DOCUMENT EXCERPT

"""

Postby Blaziken257 » January 5th, 2013, 7:21 am

Hello everybody, I have created a program that rips level maps from Donkey Kong Land 2 and 3. Yes, it works for two games at the same time, since DKL3 was heavily built off DKL2 (not too surprising, it has the same physics, similar graphics and sound effects, etc.) It works for all versions of these two games, so you can use this on the Japanese and English versions, the DKL3 prototype, various ROM hacks, etc. Here is a list of various features it has:

- Ability to rip level maps
- Color palettes for Super Game Boy and Game Boy Color, as well as a monochrome palette for Game Boy
- Accurate water shading
- Ability to rip 8x8 tiles in each level type (harder than it sounds, since decompression is required)
- Ability to rip 32x32 tiles in each level type (made up of 8x8 tiles)
- Logs for map decompression routine
- Raw, decompressed map data in hexadecimal

Unfortunately, it doesn't support sprites yet. I'd like to add that in some future release, though, because it would be very helpful. It also doesn't rip bonus stages yet, though I'm thinking of adding that in too. But this is the first release, so you can't expect everything yet.

"""

STATED GOAL 1
Print the entries below without any changes, starting at the line that contains "Could you put a marker on the shoreline" and going down to the final line of the entries.

RECORDED INFORMATION
"""

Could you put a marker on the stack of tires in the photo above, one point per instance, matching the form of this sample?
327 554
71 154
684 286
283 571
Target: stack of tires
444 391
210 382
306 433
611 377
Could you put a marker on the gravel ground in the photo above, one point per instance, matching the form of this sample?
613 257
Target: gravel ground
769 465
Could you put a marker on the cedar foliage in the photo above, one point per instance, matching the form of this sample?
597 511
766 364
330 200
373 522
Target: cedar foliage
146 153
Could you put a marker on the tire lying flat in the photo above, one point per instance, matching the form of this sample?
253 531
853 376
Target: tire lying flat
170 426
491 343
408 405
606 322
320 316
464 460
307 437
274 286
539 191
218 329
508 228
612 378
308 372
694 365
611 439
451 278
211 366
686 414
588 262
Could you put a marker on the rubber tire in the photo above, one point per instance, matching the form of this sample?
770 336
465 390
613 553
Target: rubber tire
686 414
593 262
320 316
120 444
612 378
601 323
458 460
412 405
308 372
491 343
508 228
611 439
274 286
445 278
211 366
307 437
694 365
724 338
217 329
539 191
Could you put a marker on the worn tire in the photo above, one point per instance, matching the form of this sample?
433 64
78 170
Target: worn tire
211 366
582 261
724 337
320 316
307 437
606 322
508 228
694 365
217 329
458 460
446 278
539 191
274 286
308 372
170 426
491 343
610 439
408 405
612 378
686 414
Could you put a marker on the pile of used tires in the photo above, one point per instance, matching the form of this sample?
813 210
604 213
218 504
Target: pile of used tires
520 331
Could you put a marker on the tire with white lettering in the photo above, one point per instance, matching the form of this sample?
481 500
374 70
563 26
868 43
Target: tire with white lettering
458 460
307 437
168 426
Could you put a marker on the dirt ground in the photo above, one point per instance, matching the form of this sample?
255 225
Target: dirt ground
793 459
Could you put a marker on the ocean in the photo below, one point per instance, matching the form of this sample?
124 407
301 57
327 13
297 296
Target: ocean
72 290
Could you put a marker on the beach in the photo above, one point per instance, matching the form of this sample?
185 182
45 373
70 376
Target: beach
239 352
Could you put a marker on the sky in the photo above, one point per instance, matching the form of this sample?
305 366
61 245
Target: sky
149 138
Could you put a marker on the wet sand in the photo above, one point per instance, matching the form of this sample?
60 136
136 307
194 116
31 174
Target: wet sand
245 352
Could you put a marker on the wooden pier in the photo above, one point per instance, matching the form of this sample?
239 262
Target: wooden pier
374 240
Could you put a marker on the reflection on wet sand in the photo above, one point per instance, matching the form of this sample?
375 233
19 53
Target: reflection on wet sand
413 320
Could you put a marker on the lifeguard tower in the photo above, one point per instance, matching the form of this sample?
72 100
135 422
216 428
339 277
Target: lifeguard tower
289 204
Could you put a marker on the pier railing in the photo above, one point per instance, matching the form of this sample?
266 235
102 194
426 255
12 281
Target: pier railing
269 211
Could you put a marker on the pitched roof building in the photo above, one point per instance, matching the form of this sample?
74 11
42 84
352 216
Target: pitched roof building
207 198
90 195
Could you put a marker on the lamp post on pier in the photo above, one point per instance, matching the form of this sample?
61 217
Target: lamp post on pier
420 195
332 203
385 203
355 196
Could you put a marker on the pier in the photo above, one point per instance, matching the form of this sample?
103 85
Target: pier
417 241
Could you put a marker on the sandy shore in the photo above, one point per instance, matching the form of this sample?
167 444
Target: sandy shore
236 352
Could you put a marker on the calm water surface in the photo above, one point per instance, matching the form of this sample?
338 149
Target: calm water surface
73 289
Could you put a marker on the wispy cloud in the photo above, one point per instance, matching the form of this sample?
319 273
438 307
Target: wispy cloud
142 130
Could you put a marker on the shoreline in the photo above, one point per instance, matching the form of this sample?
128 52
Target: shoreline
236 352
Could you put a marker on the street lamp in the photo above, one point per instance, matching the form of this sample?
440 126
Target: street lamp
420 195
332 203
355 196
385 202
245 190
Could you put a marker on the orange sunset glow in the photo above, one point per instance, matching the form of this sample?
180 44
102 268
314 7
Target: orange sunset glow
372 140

"""

STATED GOAL 2
Output everything in the post about the Donkey Kong Land map ripper above, from "- Logs for map" down to "expect everything yet.", word for word.

CORRECT ANSWER 1
Could you put a marker on the shoreline in the photo above, one point per instance, matching the form of this sample?
128 52
Target: shoreline
236 352
Could you put a marker on the street lamp in the photo above, one point per instance, matching the form of this sample?
440 126
Target: street lamp
420 195
332 203
355 196
385 202
245 190
Could you put a marker on the orange sunset glow in the photo above, one point per instance, matching the form of this sample?
180 44
102 268
314 7
Target: orange sunset glow
372 140

CORRECT ANSWER 2
- Logs for map decompression routine
- Raw, decompressed map data in hexadecimal

Unfortunately, it doesn't support sprites yet. I'd like to add that in some future release, though, because it would be very helpful. It also doesn't rip bonus stages yet, though I'm thinking of adding that in too. But this is the first release, so you can't expect everything yet.